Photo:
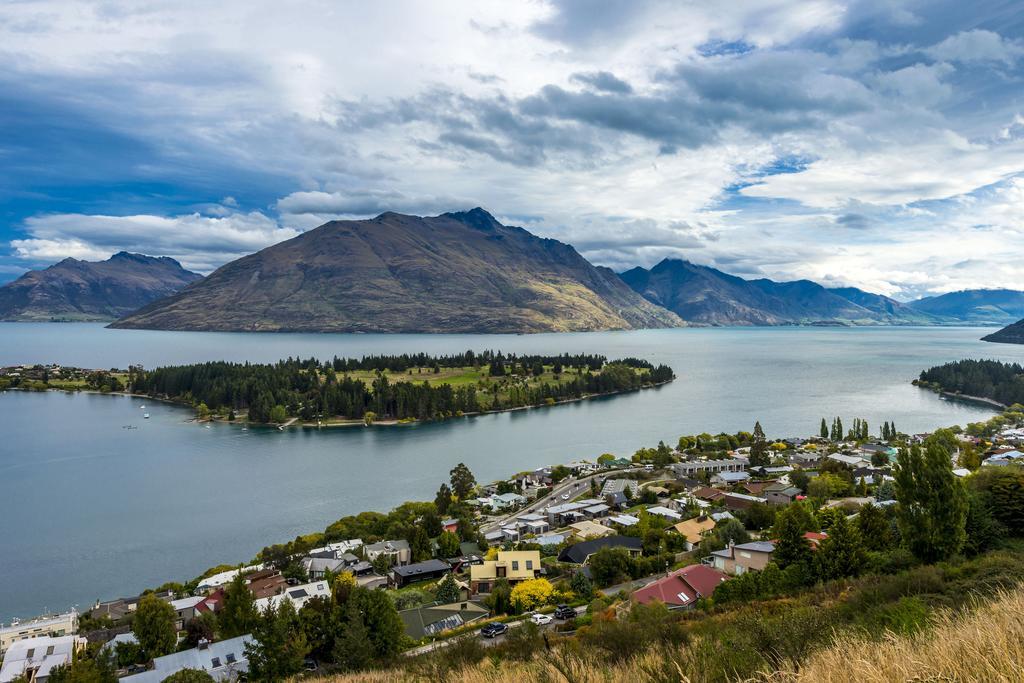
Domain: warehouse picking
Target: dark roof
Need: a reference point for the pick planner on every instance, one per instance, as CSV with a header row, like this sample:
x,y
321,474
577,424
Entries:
x,y
579,553
422,567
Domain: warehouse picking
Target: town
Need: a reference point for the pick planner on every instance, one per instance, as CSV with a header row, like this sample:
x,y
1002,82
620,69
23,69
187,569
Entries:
x,y
683,527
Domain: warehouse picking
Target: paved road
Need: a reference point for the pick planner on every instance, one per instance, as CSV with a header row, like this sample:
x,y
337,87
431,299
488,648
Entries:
x,y
572,486
488,642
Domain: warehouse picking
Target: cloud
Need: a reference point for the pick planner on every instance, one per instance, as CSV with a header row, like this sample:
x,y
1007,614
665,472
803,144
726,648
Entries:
x,y
200,243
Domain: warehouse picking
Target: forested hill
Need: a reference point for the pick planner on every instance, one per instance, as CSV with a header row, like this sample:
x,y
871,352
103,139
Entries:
x,y
421,386
1003,382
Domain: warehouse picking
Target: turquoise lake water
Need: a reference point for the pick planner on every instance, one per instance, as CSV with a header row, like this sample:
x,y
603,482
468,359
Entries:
x,y
92,510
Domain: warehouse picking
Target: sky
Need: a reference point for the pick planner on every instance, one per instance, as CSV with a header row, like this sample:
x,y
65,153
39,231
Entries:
x,y
876,144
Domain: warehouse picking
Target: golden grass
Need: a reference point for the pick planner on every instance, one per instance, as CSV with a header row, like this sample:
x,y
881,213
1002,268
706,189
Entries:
x,y
985,643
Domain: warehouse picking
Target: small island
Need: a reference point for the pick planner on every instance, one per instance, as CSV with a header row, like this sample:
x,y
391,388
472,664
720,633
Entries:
x,y
381,389
991,382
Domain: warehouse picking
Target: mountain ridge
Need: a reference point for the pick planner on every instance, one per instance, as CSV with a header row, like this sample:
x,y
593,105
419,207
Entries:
x,y
84,291
457,272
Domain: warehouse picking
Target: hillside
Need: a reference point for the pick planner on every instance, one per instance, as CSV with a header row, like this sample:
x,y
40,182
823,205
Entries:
x,y
975,306
458,272
74,290
1012,334
705,295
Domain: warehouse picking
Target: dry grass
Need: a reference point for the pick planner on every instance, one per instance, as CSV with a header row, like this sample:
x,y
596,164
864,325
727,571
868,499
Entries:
x,y
985,643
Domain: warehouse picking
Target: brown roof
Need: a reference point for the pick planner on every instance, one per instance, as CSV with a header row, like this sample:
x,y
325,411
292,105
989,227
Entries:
x,y
682,588
693,529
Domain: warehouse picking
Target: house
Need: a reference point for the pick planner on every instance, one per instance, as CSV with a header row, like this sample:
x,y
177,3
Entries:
x,y
665,513
581,552
402,575
34,658
397,551
432,620
745,557
729,478
691,468
589,529
694,530
514,566
185,609
623,520
780,494
297,595
53,625
223,660
682,589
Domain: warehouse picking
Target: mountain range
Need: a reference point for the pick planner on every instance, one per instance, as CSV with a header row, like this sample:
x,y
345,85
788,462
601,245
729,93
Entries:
x,y
457,272
79,291
705,295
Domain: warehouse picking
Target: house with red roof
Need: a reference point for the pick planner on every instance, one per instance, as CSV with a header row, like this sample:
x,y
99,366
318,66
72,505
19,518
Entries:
x,y
682,589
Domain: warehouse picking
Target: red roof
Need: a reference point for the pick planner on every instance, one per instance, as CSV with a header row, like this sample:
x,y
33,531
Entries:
x,y
683,587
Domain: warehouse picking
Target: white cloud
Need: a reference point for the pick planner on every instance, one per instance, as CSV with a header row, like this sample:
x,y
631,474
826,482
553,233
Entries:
x,y
200,243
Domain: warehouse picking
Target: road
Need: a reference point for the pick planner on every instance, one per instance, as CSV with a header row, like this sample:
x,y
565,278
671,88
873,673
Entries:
x,y
488,642
571,486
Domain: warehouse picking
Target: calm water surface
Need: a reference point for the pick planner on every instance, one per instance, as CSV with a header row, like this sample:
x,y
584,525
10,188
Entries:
x,y
92,510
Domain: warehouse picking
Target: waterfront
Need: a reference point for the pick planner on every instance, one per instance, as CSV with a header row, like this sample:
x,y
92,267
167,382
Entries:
x,y
93,510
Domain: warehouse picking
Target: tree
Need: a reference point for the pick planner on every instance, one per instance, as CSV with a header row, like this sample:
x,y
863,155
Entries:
x,y
443,499
239,614
876,531
154,626
189,676
530,594
463,481
841,554
448,545
933,503
791,546
279,644
759,447
582,587
448,590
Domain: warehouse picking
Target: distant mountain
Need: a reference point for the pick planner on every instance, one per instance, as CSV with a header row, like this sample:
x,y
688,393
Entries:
x,y
705,295
74,290
1012,334
975,306
456,272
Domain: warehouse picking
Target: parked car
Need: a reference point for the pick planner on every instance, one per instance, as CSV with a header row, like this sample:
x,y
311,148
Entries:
x,y
494,629
564,611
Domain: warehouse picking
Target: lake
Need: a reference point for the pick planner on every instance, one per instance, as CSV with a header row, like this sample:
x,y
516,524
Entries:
x,y
95,511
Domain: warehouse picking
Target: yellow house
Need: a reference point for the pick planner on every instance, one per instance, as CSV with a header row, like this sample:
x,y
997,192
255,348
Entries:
x,y
694,529
511,565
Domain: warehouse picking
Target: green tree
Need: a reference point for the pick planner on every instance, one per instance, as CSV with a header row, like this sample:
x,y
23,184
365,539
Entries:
x,y
791,546
239,614
876,531
463,481
154,626
448,545
841,554
933,503
448,590
189,676
279,644
443,499
759,447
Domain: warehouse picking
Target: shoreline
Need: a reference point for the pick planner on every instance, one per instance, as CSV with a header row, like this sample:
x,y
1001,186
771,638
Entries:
x,y
294,423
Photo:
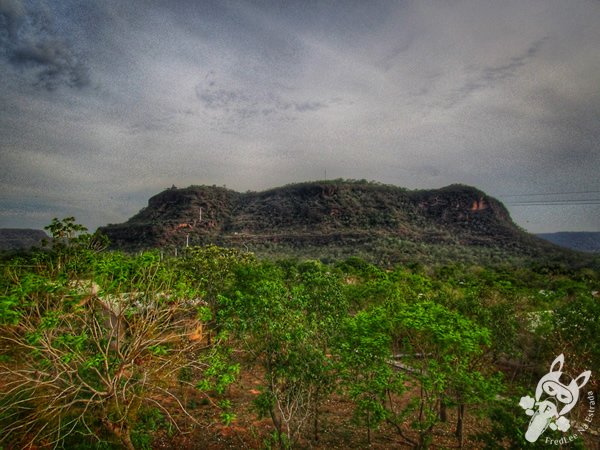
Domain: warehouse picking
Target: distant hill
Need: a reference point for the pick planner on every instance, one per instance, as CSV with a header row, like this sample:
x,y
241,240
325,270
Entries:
x,y
336,218
581,241
20,238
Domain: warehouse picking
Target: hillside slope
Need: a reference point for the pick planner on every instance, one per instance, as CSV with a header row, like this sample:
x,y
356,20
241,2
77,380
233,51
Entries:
x,y
20,238
581,241
333,219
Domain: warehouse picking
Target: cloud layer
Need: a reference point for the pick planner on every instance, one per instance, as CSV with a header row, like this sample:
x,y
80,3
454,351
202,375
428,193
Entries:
x,y
106,103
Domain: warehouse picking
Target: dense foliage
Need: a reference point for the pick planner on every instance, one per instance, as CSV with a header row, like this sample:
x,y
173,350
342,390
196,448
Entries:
x,y
103,349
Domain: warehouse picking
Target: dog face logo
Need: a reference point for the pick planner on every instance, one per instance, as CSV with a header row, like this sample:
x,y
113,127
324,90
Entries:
x,y
553,400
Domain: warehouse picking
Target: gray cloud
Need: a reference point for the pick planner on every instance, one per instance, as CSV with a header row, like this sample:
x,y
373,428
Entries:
x,y
419,93
31,43
240,106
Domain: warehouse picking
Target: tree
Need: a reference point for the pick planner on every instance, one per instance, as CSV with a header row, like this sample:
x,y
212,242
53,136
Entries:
x,y
85,356
443,351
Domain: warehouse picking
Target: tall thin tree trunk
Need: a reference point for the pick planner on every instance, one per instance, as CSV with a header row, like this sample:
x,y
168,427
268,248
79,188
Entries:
x,y
460,425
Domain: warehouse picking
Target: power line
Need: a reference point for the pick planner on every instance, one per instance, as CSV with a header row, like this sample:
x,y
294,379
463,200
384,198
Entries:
x,y
549,193
555,203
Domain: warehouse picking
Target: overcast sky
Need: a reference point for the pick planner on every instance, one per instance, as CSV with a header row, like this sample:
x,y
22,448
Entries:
x,y
104,104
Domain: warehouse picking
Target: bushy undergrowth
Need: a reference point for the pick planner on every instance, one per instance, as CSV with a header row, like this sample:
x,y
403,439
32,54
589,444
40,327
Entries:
x,y
102,349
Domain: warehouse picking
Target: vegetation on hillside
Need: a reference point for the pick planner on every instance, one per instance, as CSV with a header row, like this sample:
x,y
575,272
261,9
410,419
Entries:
x,y
336,218
216,348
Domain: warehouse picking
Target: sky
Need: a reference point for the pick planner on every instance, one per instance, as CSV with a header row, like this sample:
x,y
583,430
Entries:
x,y
106,103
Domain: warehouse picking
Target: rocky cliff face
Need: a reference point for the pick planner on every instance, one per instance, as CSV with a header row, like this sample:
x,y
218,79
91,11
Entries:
x,y
334,213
_ _ _ _
WRITTEN PROBLEM =
Please report each line of the data above that contains the word "lake". Case counts, so a line matches only when the capitalization is the same.

COMPLETE RESPONSE =
Target: turquoise lake water
Target: lake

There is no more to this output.